Material for this task: Begin

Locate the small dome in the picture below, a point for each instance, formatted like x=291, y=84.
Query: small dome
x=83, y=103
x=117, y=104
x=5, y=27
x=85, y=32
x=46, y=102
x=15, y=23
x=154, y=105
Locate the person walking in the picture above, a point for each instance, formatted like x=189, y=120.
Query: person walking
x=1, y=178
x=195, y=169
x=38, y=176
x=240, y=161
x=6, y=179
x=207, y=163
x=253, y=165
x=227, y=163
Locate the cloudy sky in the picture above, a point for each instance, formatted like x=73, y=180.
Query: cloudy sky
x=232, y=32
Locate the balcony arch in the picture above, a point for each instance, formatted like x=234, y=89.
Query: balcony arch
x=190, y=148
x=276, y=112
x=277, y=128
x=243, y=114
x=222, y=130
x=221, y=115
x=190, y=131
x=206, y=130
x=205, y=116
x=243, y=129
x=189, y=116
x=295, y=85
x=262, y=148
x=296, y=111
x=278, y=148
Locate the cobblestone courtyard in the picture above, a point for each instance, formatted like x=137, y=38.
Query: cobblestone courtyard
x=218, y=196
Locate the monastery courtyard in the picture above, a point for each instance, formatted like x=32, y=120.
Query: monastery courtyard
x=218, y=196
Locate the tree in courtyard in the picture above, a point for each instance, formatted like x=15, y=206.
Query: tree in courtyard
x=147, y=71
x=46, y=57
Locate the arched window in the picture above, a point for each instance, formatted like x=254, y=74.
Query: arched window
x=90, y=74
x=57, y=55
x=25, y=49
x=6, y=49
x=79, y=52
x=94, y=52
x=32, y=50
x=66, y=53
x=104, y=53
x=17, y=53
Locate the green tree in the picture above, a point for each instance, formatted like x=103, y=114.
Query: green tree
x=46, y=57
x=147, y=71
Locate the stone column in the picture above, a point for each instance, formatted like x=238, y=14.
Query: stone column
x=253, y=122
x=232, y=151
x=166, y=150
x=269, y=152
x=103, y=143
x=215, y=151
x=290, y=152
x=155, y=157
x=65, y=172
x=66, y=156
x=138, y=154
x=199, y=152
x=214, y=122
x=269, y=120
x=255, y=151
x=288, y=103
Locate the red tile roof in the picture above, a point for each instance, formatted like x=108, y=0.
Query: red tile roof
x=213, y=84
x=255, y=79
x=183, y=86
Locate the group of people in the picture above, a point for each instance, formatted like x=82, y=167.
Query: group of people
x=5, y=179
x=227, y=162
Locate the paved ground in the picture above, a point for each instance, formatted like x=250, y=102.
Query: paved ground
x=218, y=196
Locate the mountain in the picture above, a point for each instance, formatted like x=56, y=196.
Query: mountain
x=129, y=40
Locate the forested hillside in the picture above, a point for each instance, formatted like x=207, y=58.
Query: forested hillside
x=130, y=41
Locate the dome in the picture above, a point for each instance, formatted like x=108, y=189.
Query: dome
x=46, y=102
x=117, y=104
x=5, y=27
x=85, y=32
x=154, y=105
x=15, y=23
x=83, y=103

Material for this task: End

Assignment:
The complete data is to be transcribed verbatim.

Answer section:
Locate the small dome in the picture below, a point for each instance, formatted like x=291, y=84.
Query: small dome
x=83, y=103
x=117, y=104
x=5, y=27
x=85, y=32
x=46, y=102
x=15, y=23
x=154, y=105
Locate the person walking in the picture above, a point for each instance, formatted like x=189, y=120.
Query: person walking
x=1, y=178
x=195, y=169
x=38, y=176
x=240, y=161
x=6, y=179
x=207, y=163
x=253, y=165
x=227, y=163
Locate the cloudy sky in the picture above, a point for each instance, formatted like x=73, y=180.
Query: cloudy sky
x=232, y=32
Locate the balcony arch in the picture above, a point for each instance, formatted like x=234, y=89.
Query: balcony arch
x=190, y=148
x=276, y=112
x=277, y=128
x=243, y=114
x=222, y=130
x=221, y=115
x=190, y=131
x=206, y=130
x=205, y=116
x=243, y=129
x=189, y=116
x=295, y=85
x=262, y=148
x=296, y=111
x=278, y=148
Locate the cobblestone courtyard in the picture above, a point for each instance, formatted like x=137, y=38.
Query: cobblestone courtyard
x=218, y=196
Locate the monastery courtyard in the picture above, a point for each instance, formatted like x=32, y=120.
Query: monastery courtyard
x=218, y=196
Locate the tree in courtyard in the picture above, a point for each instance, formatted like x=15, y=206.
Query: tree in courtyard
x=147, y=71
x=46, y=57
Locate the arched window in the picture above, a point for each instance, formatted like x=254, y=74.
Query: arched window
x=90, y=74
x=57, y=55
x=25, y=49
x=6, y=49
x=79, y=52
x=94, y=52
x=32, y=50
x=66, y=53
x=104, y=53
x=17, y=53
Locate the green tree in the picture above, a point for each instance, formatted like x=103, y=114.
Query: green tree
x=46, y=57
x=147, y=71
Locate the stone column in the picture above, a point for each instance, formatted like x=238, y=14.
Query: stone column
x=253, y=122
x=232, y=151
x=166, y=150
x=269, y=152
x=103, y=143
x=215, y=151
x=290, y=152
x=155, y=157
x=65, y=172
x=66, y=156
x=138, y=154
x=199, y=152
x=214, y=122
x=269, y=120
x=255, y=151
x=288, y=103
Locate the red tile roof in the picture above, a point for each instance, formatted like x=108, y=0.
Query: red tile roof
x=213, y=84
x=255, y=79
x=183, y=86
Locate the group of people in the picture above, a point for each instance, formatted like x=82, y=167.
Query: group of people
x=5, y=179
x=227, y=162
Locate the paved ground in the picture above, a point for each instance, formatted like x=250, y=102.
Query: paved ground
x=218, y=196
Locate the mountain in the picture above, a point for each instance, formatted like x=56, y=196.
Query: mountain
x=129, y=40
Locate the forested hillside in the picture above, a point for each instance, formatted like x=207, y=58.
Query: forested hillside
x=130, y=41
Locate the dome in the picture above, a point for each instance, formatted like x=108, y=189.
Query: dome
x=46, y=102
x=117, y=104
x=5, y=27
x=85, y=32
x=154, y=105
x=15, y=23
x=83, y=103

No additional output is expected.